_Natural-language object grounding data_.
++++

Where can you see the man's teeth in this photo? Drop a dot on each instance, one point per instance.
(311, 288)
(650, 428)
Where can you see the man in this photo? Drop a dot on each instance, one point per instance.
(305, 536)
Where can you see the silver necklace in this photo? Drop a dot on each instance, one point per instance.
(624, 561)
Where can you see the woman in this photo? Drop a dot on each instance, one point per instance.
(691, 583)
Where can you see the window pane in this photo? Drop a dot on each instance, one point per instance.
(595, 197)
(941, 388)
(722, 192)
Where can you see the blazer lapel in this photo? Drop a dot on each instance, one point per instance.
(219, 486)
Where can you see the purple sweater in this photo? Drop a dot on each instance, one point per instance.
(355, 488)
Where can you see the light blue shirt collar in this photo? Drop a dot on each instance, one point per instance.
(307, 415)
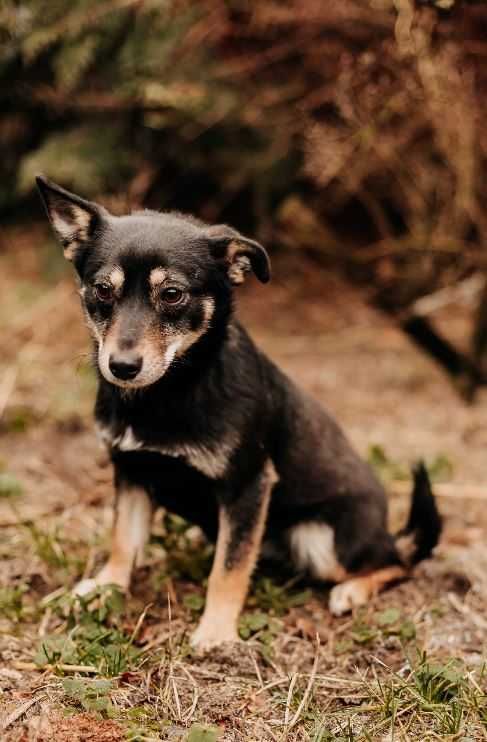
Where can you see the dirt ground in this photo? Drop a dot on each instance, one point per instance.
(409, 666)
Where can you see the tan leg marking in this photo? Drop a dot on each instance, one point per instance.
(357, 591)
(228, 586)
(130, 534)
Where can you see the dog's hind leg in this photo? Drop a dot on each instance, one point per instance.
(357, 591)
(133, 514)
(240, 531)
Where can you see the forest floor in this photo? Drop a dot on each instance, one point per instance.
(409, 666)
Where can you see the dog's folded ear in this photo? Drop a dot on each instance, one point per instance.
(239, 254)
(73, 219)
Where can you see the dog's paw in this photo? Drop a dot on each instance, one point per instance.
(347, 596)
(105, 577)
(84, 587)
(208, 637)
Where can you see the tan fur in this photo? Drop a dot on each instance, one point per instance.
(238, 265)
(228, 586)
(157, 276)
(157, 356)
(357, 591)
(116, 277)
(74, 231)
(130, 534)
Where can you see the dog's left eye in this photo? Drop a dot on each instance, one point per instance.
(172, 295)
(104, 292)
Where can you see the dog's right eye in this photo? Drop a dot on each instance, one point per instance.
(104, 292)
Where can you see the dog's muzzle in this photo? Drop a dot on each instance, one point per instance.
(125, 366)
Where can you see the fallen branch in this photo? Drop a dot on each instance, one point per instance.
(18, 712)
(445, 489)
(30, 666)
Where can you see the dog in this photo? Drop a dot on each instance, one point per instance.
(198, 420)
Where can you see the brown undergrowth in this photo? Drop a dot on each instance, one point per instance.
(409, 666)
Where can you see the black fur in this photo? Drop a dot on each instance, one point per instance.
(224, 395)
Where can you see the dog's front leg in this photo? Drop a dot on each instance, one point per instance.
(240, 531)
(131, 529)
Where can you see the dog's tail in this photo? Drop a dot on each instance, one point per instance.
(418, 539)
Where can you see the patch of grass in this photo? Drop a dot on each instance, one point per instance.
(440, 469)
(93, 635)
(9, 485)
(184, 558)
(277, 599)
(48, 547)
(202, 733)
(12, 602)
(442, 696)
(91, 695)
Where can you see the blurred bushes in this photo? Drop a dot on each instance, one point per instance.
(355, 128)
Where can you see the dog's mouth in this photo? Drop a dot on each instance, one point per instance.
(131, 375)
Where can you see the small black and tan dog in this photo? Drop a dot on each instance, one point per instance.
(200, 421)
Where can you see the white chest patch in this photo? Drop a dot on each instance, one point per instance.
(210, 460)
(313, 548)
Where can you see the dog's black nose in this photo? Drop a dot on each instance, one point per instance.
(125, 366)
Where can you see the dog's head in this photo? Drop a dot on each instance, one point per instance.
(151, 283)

++++

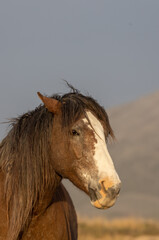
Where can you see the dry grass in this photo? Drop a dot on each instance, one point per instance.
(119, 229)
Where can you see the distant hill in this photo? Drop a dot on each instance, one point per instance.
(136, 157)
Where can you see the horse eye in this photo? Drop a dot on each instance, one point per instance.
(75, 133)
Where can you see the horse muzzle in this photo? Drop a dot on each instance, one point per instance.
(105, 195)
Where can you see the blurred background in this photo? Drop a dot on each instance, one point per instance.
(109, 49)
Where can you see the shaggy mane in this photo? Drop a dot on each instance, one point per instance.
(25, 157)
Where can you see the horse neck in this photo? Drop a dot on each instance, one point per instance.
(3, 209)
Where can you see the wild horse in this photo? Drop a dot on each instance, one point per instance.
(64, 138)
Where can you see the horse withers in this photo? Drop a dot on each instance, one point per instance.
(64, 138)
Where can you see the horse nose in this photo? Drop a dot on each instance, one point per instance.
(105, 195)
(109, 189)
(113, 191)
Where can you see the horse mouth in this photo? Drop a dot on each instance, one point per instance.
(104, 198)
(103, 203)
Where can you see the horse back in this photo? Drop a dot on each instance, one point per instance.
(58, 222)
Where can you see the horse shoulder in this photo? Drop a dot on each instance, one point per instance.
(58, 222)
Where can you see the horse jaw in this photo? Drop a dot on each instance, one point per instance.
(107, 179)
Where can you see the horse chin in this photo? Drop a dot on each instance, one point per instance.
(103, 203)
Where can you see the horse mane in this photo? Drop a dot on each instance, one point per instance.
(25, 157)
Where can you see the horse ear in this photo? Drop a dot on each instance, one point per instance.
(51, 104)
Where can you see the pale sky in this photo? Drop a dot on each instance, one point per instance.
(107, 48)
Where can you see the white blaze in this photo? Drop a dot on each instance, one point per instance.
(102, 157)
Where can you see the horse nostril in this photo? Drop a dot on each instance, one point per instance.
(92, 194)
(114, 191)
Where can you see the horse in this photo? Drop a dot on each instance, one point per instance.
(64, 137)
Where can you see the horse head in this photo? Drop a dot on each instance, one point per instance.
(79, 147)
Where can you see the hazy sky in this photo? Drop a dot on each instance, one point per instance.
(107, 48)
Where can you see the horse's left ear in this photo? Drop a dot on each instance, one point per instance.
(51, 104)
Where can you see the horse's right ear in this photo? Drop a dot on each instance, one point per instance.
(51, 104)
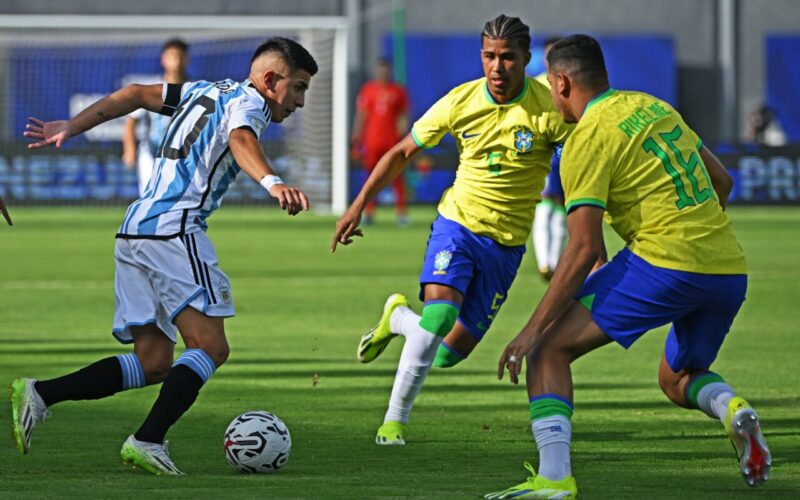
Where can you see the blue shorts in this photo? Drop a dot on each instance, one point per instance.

++++

_Work instructions_.
Write out exactly the run of lines above that starts at the line containing "Where can you see the horse ear" and ends at the line containing "Where can you see the blue". Include both, and leave the pictures out.

_Worked solution_.
Where can you see the horse ear in this photo? Drop a dot on each instance, one point per instance.
(51, 104)
Where can you see the pale sky in this photo? Drop a dot on each instance, one point per instance.
(107, 48)
Where can you see the white blaze in this photo? Drop a dot on each instance, one point per instance.
(102, 157)
Where can you see the horse nostril in this photo? Drop a dot on each instance, one point per instance.
(92, 194)
(114, 191)
Where can you see the horse in this photo? Drop a dot on each instance, one point per instance.
(64, 137)
Where can you see the horse head in this photo? Drop a dot on each instance, one point per instance.
(79, 147)
Where can you see the hazy sky in this photo? Drop a dot on each instance, one point per instance.
(107, 48)
Where can you see the horse's left ear in this photo? Drop a dot on each instance, one point per instance.
(51, 104)
Where can you see the horse's right ear in this photo? Drop a dot on each instance, one point per instance.
(51, 104)
Where can you see the blue shorts in this photo? Drop a dot on each instance, one point per instance.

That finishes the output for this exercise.